__TEXT BLOCK__
━━━━

# What HEQ and non HEQ movements look like



## M4tt (Jan 18, 2007)

I thought it might be a good idea to have a thread of photographs of HEQ movements, non HEQ movements and uncertain movements.

I'm sure this will help to facilitate the discussion.

Don't be ashamed to use movement photos that you have used before but do explain why you thing that they are what they are.

I will kick off with an undoubted HEQ: the classic Seiko 8J56










Accurate to ten seconds a year or better, the thermocompensated 8J56 has an all metal gilded body and six jewels. Found primarily in the 'Grand Seiko' range of watches the 8J laid a real challenge to the Swiss hegemony of high end horology. Retired in favour of the startlingly good 9F series movements the 8J remains a classic ebauche.


----------



## Bruce Reding (May 5, 2005)

Thanks, Matt. That'd be a good on for the "notable movements/watces" sticky. How did they achieve the performance is this one? Is it a dual crystal?


----------



## rex (Feb 12, 2006)

Here's mine. Pic courtesy of Roba. 
Had my watchmaker change the battery a few weeks ago and of all things, I FORGOT to bring my camera! Anyway, it sure looks prettier in the flesh! My watchmaker (in his early 30's) said it was the first time he laid his eyes upon a 9Fxx. He was very impressed as well!

http://www.fototime.com/%7BDABB671A-1141-408F-9346-2DC8CAA15E04%7D/picture.JPG


----------



## ppaulusz (Feb 11, 2006)

Bruce Reding said:


> ...How did they achieve the performance is this one? Is it a dual crystal?


It's single crystal. 
My guess: it has a termistor and uses a form of digital inhibition for thermocompensation.


----------



## M4tt (Jan 18, 2007)

Not all HEQ have to be large, 








or even quartz!

As this very late Bulova Accutron 2302 demonstrates.

This rather rare ladies' tuning fork vibrates at a manic 480Hz, over half way to the banshee wail of the Omega 720Hz Megasonic. Despite only having a diameter of 19.4mm and a depth of 5.2mm this baby hummer sports both a date and a sweeping (at 480 steps a second) second hand. One of mine can manage around ten seconds a week on the wrist, the other *ahem* cannot.

A side note (pun intended) 480Hz was the concert pitch (A above middle C) used by JS Bach for tuning his organ.

C'mon guys, I'm not going to do this by myself...


----------



## M4tt (Jan 18, 2007)

On the other side of the coin there is this not so classic movement, the ISA 1198.










Retailing at a whopping $6.95 on Ofrei this testimony to Sino Swiss relations can be found in many $500+ 'fashion' watches. It's made in both China (by the *Chung Nam Group*) and also in Switzerland (same), giving it that added 'made in Switzerland' cachet.

There is an additional reason to despise this particular movement: a version of it, the 1198/42-4, is specially designed to replace the Bulova Accutron 218 movement. Thus, when you are caught out by a quartz powered 218 Frankenwatch on ebay, this is the movement that will replace the classic hummer. Frankenguts on demand; this has to be the definition of an anti HEQ movement.

━━━━

__PROVIDED RECORDS__
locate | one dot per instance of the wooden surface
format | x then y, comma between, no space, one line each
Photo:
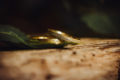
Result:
92,59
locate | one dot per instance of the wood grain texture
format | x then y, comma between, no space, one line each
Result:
92,59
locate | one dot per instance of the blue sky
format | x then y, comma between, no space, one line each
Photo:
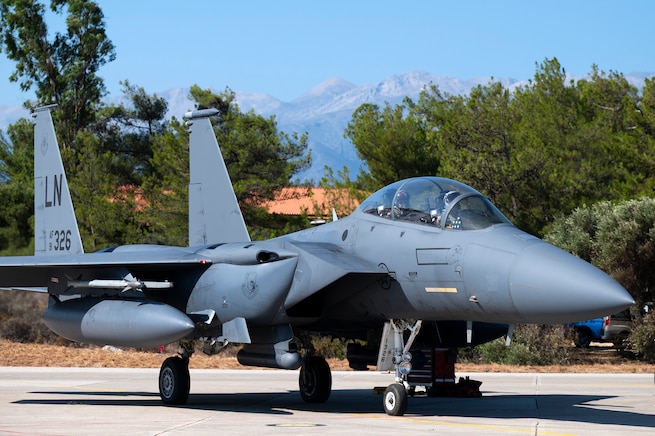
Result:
286,47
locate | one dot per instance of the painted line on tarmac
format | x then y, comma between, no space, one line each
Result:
456,424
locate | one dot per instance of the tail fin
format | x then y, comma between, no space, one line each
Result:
214,213
55,226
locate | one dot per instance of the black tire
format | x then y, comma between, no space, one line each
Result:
582,338
315,380
395,400
174,381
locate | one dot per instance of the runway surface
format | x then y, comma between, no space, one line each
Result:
56,401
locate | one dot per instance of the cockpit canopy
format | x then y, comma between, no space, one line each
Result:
434,201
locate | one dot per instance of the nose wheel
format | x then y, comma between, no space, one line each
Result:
395,399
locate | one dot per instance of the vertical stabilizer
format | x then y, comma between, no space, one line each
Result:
214,213
55,226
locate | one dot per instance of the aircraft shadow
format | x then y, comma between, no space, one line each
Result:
560,407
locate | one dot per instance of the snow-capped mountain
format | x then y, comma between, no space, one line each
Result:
324,111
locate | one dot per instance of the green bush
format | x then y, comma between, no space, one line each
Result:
531,344
642,339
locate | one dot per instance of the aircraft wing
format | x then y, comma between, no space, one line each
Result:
29,272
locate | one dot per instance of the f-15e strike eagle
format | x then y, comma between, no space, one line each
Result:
426,260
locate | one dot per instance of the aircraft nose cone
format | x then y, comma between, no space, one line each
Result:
549,285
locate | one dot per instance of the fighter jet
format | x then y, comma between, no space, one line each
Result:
426,259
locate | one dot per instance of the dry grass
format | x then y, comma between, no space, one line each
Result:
599,359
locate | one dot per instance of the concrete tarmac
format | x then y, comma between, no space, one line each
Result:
92,401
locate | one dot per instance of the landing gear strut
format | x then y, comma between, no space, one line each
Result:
174,379
315,380
395,396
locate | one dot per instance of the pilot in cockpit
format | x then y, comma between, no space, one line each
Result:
442,202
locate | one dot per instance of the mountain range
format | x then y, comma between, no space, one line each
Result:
325,110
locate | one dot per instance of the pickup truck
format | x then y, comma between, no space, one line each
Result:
584,332
611,328
616,328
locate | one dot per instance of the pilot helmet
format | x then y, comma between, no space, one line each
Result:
449,197
402,199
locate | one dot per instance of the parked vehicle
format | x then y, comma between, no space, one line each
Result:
584,332
616,328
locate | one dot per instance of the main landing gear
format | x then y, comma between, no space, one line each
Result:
315,380
174,379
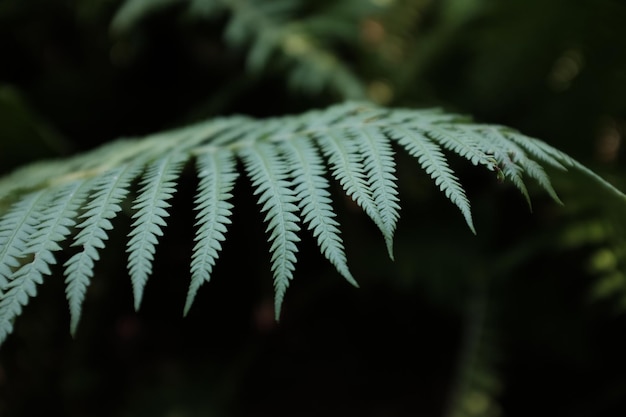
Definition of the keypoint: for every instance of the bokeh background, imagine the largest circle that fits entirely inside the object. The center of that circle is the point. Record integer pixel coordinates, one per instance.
(526, 318)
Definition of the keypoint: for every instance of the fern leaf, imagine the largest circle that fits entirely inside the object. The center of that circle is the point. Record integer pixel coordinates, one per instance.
(311, 189)
(58, 211)
(342, 152)
(109, 190)
(270, 178)
(463, 142)
(537, 149)
(433, 161)
(380, 171)
(158, 186)
(216, 170)
(529, 166)
(16, 227)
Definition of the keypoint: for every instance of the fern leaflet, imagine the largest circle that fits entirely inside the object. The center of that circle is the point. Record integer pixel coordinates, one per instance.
(216, 169)
(16, 227)
(311, 188)
(151, 204)
(108, 191)
(433, 161)
(269, 174)
(58, 210)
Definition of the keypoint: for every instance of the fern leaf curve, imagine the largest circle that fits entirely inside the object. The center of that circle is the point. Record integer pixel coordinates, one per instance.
(287, 159)
(311, 188)
(17, 225)
(109, 190)
(433, 161)
(57, 212)
(217, 172)
(158, 186)
(269, 174)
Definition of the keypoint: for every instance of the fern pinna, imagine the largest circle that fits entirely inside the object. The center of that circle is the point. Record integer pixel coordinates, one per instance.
(72, 203)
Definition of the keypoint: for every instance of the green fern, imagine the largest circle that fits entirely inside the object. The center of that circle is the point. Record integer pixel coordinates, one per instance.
(285, 159)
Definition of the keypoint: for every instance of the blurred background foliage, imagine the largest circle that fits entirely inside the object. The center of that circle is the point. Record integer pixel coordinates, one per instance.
(527, 318)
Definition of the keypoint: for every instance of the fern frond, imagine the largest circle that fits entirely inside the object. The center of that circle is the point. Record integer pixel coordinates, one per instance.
(216, 169)
(58, 210)
(311, 189)
(286, 160)
(158, 186)
(109, 190)
(433, 161)
(269, 175)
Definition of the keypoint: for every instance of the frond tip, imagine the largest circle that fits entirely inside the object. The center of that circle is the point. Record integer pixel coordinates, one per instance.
(47, 207)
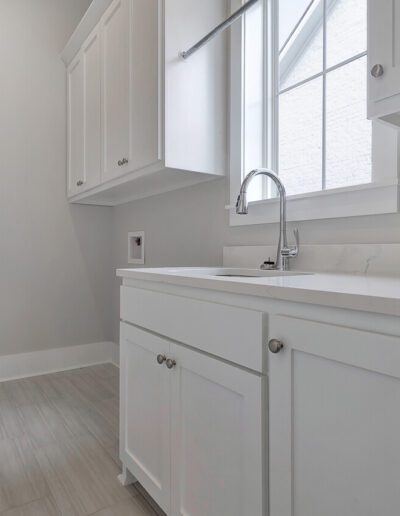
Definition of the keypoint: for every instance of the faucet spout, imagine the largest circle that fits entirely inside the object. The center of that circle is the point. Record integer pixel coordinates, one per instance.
(284, 252)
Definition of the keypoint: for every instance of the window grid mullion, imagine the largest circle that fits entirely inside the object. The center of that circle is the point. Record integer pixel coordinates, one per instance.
(324, 58)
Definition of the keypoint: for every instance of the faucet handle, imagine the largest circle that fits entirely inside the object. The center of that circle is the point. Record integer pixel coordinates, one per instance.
(297, 238)
(291, 251)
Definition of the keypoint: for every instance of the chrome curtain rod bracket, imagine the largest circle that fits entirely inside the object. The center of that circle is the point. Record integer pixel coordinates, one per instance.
(221, 27)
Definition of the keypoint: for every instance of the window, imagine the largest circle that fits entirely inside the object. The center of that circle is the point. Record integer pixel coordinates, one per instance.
(303, 102)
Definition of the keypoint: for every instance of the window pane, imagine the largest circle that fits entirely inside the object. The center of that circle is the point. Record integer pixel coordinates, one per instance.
(348, 132)
(300, 138)
(346, 30)
(253, 97)
(301, 56)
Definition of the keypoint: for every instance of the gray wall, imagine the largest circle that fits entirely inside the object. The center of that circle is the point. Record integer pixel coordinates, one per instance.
(55, 259)
(189, 227)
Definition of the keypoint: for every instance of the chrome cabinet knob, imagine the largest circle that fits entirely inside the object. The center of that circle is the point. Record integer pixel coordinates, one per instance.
(161, 359)
(275, 346)
(377, 71)
(170, 363)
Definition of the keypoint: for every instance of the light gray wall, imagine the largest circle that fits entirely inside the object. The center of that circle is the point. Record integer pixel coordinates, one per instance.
(55, 259)
(189, 227)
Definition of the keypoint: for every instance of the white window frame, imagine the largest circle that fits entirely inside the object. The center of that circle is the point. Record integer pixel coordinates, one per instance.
(381, 196)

━━━━

__REQUIRED ACTIONS__
• A. Count the lines in the records that contain the string "gear", treating case as significant, and reply with that number only.
• B. Please write the next post in the forum thread about HEQ and non-HEQ watch movements, picking up after its last sentence.

__RESULTS FOR THE EXERCISE__
• A. 2

• B.
As it happens I wear this movement fairly regularly as it 'powers' a Zeno homage to the Smiths W10 which I wear in situations in which I would like to wear my W10 but might damage it.

It's a stunt watch!


----------



## RogerE (Dec 7, 2007)

M4tt said:


> I thought it might be a good idea to have a thread of photographs of HEQ movements, non HEQ movements and uncertain movements.
> 
> I'm sure this will help to facilitate the discussion.
> 
> ...


Matt: Lord knows at my age I'm confused, but I thought that the 8F movement was TC, but not the 8J. Sorry to question your immensely greater data base! Roger.b-)


----------



## M4tt (Jan 18, 2007)

> I thought that the 8F movement was TC, but not the 8J. Sorry to question your immensely greater data base.


Had a quick trawl of the net and it seems that there is a fair degree of confusion out there. Either _some _8J are TC or quite a few people are likely to be unimpressed with their watches!

As for mine, short of outright disassembly I cannot say for certain, however, I dug out the manual (which I'm ashamed to say I didn't read properly) and it doesn't seem to leave much room for doubt:








Sorry about the lousy picture - in a bit of a hurry.

I really cannot see how the claimed accuracy and temperature range can be squeezed out of a 32k crystal without TC.


----------



## M4tt (Jan 18, 2007)

Moving on, (and checking my armpits given the amount of response this thread is generating)

We have one of my personal favourites:









The ESA 9162.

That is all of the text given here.